# Instructions to follow:
The response must consist of the lines below from the one with "89L213 90L177 112L132" through the one with "positive clicks: (155, 145)", exactly as they appear and with both ends kept.
(Beginning of Data shown)
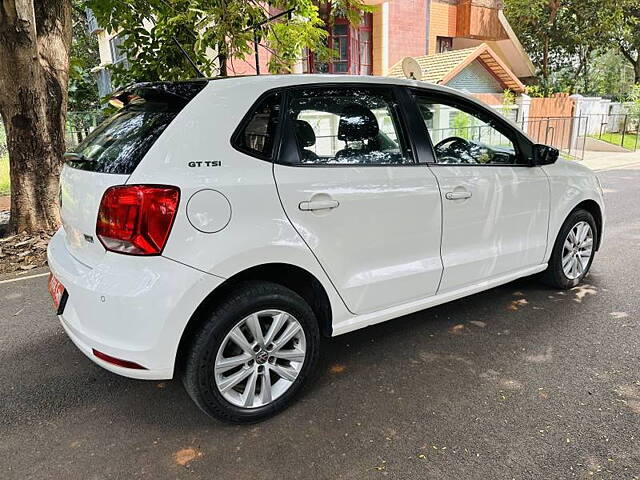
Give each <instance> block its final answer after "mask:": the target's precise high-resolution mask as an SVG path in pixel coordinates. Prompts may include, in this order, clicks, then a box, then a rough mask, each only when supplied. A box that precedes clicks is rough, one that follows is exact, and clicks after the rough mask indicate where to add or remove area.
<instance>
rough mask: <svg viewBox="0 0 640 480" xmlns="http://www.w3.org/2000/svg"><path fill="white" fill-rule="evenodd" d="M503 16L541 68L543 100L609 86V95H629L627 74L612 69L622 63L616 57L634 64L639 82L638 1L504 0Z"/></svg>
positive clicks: (589, 90)
mask: <svg viewBox="0 0 640 480" xmlns="http://www.w3.org/2000/svg"><path fill="white" fill-rule="evenodd" d="M505 14H506V16H507V18H508V19H509V22H510V23H511V25H512V27H513V28H514V30H515V32H516V34H517V35H518V37H519V38H520V40H521V42H522V44H523V46H524V47H525V49H526V50H527V52H528V53H529V55H530V57H531V59H532V61H533V62H534V64H535V65H536V67H537V68H538V71H539V74H540V80H541V82H540V83H541V85H540V89H541V91H542V93H543V94H545V95H548V94H550V93H552V92H554V91H566V92H569V93H573V92H577V91H580V92H584V93H601V90H602V88H603V85H607V86H609V87H611V90H610V91H609V92H607V93H615V94H619V93H621V92H623V91H625V90H627V89H628V87H627V86H626V85H624V83H625V79H624V75H617V76H616V75H615V72H612V71H611V69H610V68H609V67H611V68H613V67H612V66H613V65H614V64H615V63H618V64H619V63H620V62H617V61H616V59H615V58H612V55H613V57H615V53H613V54H612V52H618V55H619V59H621V58H626V60H627V61H629V62H631V63H632V65H634V68H635V69H636V74H635V81H636V82H638V81H640V59H639V57H638V53H639V51H640V3H638V0H506V1H505ZM622 55H624V57H622ZM619 59H618V60H619ZM603 75H604V76H606V78H604V77H603ZM615 77H617V79H618V80H619V81H620V83H619V84H617V85H613V84H612V83H611V82H612V81H613V80H614V78H615Z"/></svg>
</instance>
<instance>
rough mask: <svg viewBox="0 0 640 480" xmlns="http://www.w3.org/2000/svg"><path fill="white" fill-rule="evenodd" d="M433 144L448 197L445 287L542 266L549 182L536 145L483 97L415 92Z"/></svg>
mask: <svg viewBox="0 0 640 480" xmlns="http://www.w3.org/2000/svg"><path fill="white" fill-rule="evenodd" d="M413 96H414V98H415V100H416V105H417V106H418V109H419V111H420V114H421V116H422V119H423V120H424V122H425V126H426V127H427V131H428V135H429V137H430V141H431V144H432V146H433V153H434V162H433V163H432V164H431V165H430V167H431V170H432V171H433V173H434V174H435V176H436V177H437V179H438V183H439V184H440V190H441V195H442V211H443V222H442V261H443V265H444V272H443V276H442V281H441V283H440V288H439V291H438V293H446V292H448V291H452V290H456V289H459V288H464V287H466V286H470V285H474V284H477V283H480V282H482V281H485V280H489V279H493V278H497V277H500V276H503V275H508V274H510V273H514V272H517V271H519V270H524V269H526V268H527V267H532V266H535V265H539V264H541V263H542V262H543V257H544V253H545V249H546V242H547V228H548V218H549V208H550V205H549V184H548V179H547V176H546V175H545V173H544V171H543V170H542V169H541V168H540V167H531V166H529V162H528V160H527V156H528V155H529V151H528V150H530V148H531V143H530V142H529V141H528V140H527V139H526V138H525V137H524V136H523V135H520V134H519V133H518V132H517V130H516V129H515V128H514V127H512V126H510V125H509V124H508V123H507V122H505V121H504V119H502V118H501V117H500V116H499V114H498V113H497V112H492V111H490V110H489V109H488V108H484V107H482V106H480V105H478V104H477V103H475V102H473V101H471V100H468V99H465V98H464V97H462V96H460V97H458V96H456V95H454V94H444V93H434V92H429V91H420V90H416V91H413Z"/></svg>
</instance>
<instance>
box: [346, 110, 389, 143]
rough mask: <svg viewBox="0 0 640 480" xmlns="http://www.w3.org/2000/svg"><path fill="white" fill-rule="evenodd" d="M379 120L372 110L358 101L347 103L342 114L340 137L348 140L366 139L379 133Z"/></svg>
mask: <svg viewBox="0 0 640 480" xmlns="http://www.w3.org/2000/svg"><path fill="white" fill-rule="evenodd" d="M379 130H380V128H379V127H378V120H377V119H376V116H375V115H374V114H373V112H372V111H371V110H369V109H368V108H367V107H363V106H362V105H358V104H357V103H353V104H351V105H347V106H346V107H345V108H344V110H343V111H342V114H341V115H340V124H339V125H338V139H339V140H344V141H347V142H350V141H356V140H366V139H369V138H373V137H375V136H376V135H378V131H379Z"/></svg>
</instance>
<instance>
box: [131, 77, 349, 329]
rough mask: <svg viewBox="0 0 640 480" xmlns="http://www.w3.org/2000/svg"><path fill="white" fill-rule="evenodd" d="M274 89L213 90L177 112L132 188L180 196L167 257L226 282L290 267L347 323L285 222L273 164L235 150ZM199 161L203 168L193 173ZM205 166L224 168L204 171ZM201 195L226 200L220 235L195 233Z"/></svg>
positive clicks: (155, 145)
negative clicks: (304, 272)
mask: <svg viewBox="0 0 640 480" xmlns="http://www.w3.org/2000/svg"><path fill="white" fill-rule="evenodd" d="M273 86H274V85H270V84H266V85H264V84H263V86H262V87H259V86H253V85H242V87H239V86H238V85H237V83H236V82H233V81H227V80H222V81H213V82H211V83H210V84H209V85H208V86H207V87H205V88H204V89H203V91H202V92H200V93H199V94H198V95H197V96H196V97H195V98H194V100H192V101H191V102H190V103H189V104H188V105H187V106H186V107H185V108H184V110H183V111H182V112H180V114H179V115H178V116H177V117H176V119H175V120H174V122H173V123H172V124H171V125H170V126H169V127H168V128H167V130H166V131H165V132H164V133H163V135H162V136H161V137H160V138H159V139H158V141H157V142H156V143H155V144H154V145H153V147H152V148H151V149H150V150H149V152H148V153H147V155H146V156H145V158H144V159H143V161H142V162H141V163H140V165H139V166H138V167H137V168H136V170H135V171H134V173H133V174H132V175H131V177H130V178H129V181H128V182H127V183H129V184H139V183H151V184H167V185H176V186H178V187H179V188H180V191H181V195H180V196H181V198H180V205H179V211H178V215H177V216H176V219H175V223H174V225H173V228H172V231H171V234H170V237H169V240H168V242H167V245H166V246H165V249H164V251H163V255H164V256H166V257H168V258H171V259H173V260H176V261H178V262H181V263H183V264H186V265H189V266H191V267H194V268H197V269H199V270H201V271H203V272H206V273H208V274H213V275H216V276H219V277H223V278H229V277H231V276H233V275H235V274H236V273H239V272H242V271H243V270H246V269H248V268H250V267H253V266H257V265H262V264H266V263H288V264H292V265H295V266H298V267H301V268H303V269H305V270H307V271H308V272H309V273H311V274H313V275H314V276H315V277H316V278H317V279H318V280H319V281H320V282H321V283H322V285H323V286H324V288H325V290H326V292H327V294H328V296H329V299H330V300H331V304H332V309H333V311H334V318H335V317H336V315H337V316H338V317H340V316H342V315H344V316H348V315H349V313H348V311H347V310H346V307H345V306H344V303H343V302H342V300H341V299H340V297H339V295H338V294H337V292H336V290H335V288H334V287H333V285H332V284H331V282H330V281H329V279H328V277H327V275H326V274H325V272H324V271H323V270H322V268H321V266H320V264H319V263H318V261H317V260H316V258H315V257H314V256H313V254H312V253H311V251H310V250H309V249H308V247H307V246H306V244H305V243H304V242H303V241H302V239H301V238H300V236H299V235H298V233H297V232H296V231H295V230H294V229H293V227H292V226H291V224H290V222H289V220H288V219H287V218H286V216H285V214H284V211H283V209H282V205H281V204H280V200H279V197H278V192H277V190H276V185H275V181H274V177H273V164H272V163H271V162H268V161H265V160H260V159H257V158H253V157H251V156H249V155H246V154H244V153H241V152H239V151H237V150H235V149H234V148H233V147H232V146H231V137H232V134H233V132H234V130H235V129H236V127H237V126H238V124H239V123H240V122H241V120H242V118H243V117H244V115H245V114H246V113H247V112H248V111H249V109H250V108H251V106H252V105H253V104H254V102H255V101H256V99H257V98H258V97H259V96H260V95H261V94H262V93H264V91H266V90H268V89H269V88H272V87H273ZM194 161H195V162H202V166H199V167H189V162H194ZM207 161H209V162H216V161H217V162H220V165H219V166H214V167H211V166H209V167H207V166H205V163H204V162H207ZM202 189H212V190H215V191H217V192H219V193H221V194H222V195H224V196H225V197H226V198H227V200H228V201H229V204H230V206H231V218H230V220H229V222H228V223H227V225H226V227H225V228H223V229H222V230H220V231H218V232H216V233H203V232H201V231H199V230H197V229H196V228H194V227H193V225H192V224H191V223H190V221H189V219H188V217H187V212H186V209H187V205H188V201H189V199H190V198H191V197H192V196H193V194H194V193H196V192H198V191H201V190H202ZM341 312H342V313H341Z"/></svg>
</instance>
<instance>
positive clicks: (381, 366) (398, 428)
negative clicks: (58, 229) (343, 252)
(End of Data shown)
# Reply:
rough mask: <svg viewBox="0 0 640 480" xmlns="http://www.w3.org/2000/svg"><path fill="white" fill-rule="evenodd" d="M274 89L213 90L177 112L132 188L180 196L167 257L226 282L290 267L347 323L285 222L273 164L235 150ZM199 161L203 168L193 173ZM205 166L224 168L204 171ZM201 195L226 200L220 235L195 233Z"/></svg>
positive clicks: (155, 145)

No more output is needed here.